Task objective | Put every line of the records below into a JSON list of strings, one string per line, and leave out any blank lines.

-=-=-

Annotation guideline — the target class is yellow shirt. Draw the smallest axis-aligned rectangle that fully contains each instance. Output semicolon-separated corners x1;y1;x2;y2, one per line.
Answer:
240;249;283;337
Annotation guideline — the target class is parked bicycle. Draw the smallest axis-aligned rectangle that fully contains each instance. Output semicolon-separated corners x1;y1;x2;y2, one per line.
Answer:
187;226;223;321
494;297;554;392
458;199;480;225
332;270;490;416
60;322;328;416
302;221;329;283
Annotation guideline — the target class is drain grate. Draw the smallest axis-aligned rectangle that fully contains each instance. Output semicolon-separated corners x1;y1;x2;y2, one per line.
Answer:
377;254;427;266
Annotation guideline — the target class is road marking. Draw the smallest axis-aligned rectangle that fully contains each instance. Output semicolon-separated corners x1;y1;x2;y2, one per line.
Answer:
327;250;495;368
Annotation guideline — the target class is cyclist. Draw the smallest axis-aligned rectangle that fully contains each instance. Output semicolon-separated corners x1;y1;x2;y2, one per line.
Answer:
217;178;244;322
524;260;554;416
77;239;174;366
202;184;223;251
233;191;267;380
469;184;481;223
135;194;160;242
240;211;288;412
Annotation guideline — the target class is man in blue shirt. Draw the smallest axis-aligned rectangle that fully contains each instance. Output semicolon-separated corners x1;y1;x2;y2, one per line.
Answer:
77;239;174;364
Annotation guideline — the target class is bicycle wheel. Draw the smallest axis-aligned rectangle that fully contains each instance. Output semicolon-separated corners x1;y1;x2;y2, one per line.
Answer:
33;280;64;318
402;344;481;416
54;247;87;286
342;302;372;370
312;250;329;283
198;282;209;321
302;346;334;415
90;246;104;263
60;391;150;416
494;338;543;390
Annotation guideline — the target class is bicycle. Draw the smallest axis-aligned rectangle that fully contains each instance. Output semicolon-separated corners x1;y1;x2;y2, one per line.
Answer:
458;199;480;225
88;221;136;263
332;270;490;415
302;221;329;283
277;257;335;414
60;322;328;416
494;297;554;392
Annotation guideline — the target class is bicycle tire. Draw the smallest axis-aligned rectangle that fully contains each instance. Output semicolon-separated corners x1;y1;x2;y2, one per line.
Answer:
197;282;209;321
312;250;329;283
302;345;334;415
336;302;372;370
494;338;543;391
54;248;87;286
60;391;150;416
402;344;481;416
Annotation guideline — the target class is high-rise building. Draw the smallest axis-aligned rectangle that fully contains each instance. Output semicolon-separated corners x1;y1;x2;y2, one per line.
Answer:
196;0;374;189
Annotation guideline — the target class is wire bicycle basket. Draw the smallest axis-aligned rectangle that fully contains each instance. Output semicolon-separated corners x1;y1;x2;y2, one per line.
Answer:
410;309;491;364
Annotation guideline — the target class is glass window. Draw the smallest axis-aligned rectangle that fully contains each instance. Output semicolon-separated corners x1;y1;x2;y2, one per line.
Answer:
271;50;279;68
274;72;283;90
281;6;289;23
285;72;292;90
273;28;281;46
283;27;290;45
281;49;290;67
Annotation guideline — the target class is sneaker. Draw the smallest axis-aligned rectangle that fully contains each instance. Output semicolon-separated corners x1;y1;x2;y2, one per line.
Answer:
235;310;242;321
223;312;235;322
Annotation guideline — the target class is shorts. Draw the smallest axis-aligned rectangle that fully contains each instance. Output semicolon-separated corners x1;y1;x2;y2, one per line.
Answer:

-=-=-

Final result |
[
  "Annotation guideline — the target class is yellow shirt. Draw the smallest axis-aligned rectangle that fully contains each instance. Output semicolon-separated corners x1;y1;x2;y2, one per line.",
  "Answer:",
  "240;249;283;337",
  "Annotation guideline — the target class is parked bicycle. Draw the smallest axis-aligned rectangle that fully contains each instance. Output semicolon-separated corners x1;y1;x2;y2, one per line.",
  "Answer:",
  "187;226;223;321",
  "494;297;554;392",
  "458;199;480;225",
  "332;270;490;416",
  "60;322;328;416",
  "302;221;329;283",
  "Annotation guideline — the target class is drain grate. Draw the smallest axis-aligned rectangle that fully contains each instance. Output semicolon-separated corners x1;y1;x2;y2, one per line.",
  "Answer:",
  "377;254;427;266",
  "Annotation guideline — the target class is road marking. Draw the smallest axis-aligned rectangle that fully contains each instance. Output semicolon-separated corners x1;y1;x2;y2, one per line.",
  "Answer:",
  "327;250;495;368",
  "Annotation guideline — the target class is cyclist. Draw the smallest axis-aligned rectangle that fully contains each instance. Output semicolon-separated corners x1;y1;x2;y2, one per line.",
  "Answer:",
  "217;178;244;322",
  "524;260;554;416",
  "77;239;174;366",
  "202;184;223;251",
  "233;191;267;380",
  "469;184;481;223",
  "135;194;160;242",
  "240;211;288;412",
  "Annotation guideline — the target class is man in blue shirt. Draw the smallest axis-aligned rectangle that fully contains each instance. Output semicolon-separated corners x1;y1;x2;y2, one per line.",
  "Answer:",
  "77;239;174;364",
  "Annotation guideline — the target class is bicycle wheel. Draw the smallest axis-aligned rectangle that fully contains each instance. Output semicolon-separated corners x1;y1;x2;y2, one per line.",
  "Answer:",
  "33;280;64;318",
  "402;344;481;416",
  "54;247;87;286",
  "342;302;372;370",
  "312;250;329;283",
  "198;282;209;321",
  "302;346;334;415",
  "90;246;104;263",
  "60;391;150;416",
  "494;338;543;390",
  "Annotation guideline — the target class is bicycle. Draw the smallest axis-aligned rectangle that fully contains each instance. Output semicolon-separated corners x1;y1;x2;y2, one per line.",
  "Answer:",
  "458;199;480;225",
  "88;221;136;263",
  "332;270;490;415",
  "302;221;329;283",
  "277;257;335;414",
  "60;322;328;416",
  "494;297;554;392",
  "Annotation guideline — the target class is bicycle tire. Draw the smallest axis-aligned rectangle that fully contains each instance. Output semicolon-separated corners x1;y1;x2;y2, one per line.",
  "Answer:",
  "197;282;209;321",
  "312;250;329;283",
  "302;345;334;415",
  "336;302;372;370",
  "494;338;543;391",
  "54;248;87;286",
  "60;391;150;416",
  "402;344;481;416",
  "Annotation guideline — the target class is high-rise building. Draw the smallest axis-aligned rectangle that fully contains each instance. Output semicolon-separated corners x1;y1;x2;y2, one per line.",
  "Answer:",
  "196;0;374;189",
  "Annotation guideline — the target class is wire bicycle basket. Draw the smallest axis-aligned rectangle that fully contains each instance. Output semicolon-separated corners x1;y1;x2;y2, one per line.",
  "Answer:",
  "410;309;491;364",
  "Annotation guideline — the target class is glass window. Draw the smallest axis-aligned rectangle that fully contains each instance. Output semicolon-separated corners x1;y1;x2;y2, one per line.",
  "Answer:",
  "271;50;279;68",
  "274;72;283;90",
  "281;6;289;23",
  "285;72;292;90",
  "273;28;281;46",
  "283;27;290;45",
  "281;49;290;67",
  "Annotation guideline — the target class is sneaker. Draw the smallest axis-aligned rectangle that fully contains each instance. Output semicolon-separated corners x1;y1;x2;y2, one per line.",
  "Answer:",
  "235;310;242;321",
  "223;312;235;322",
  "Annotation guideline — the target class is shorts. Draw the smallest axis-aligned rectangle that fully contains each instance. Output semicolon-separated corners x1;y1;x2;y2, one per line.",
  "Answer:"
]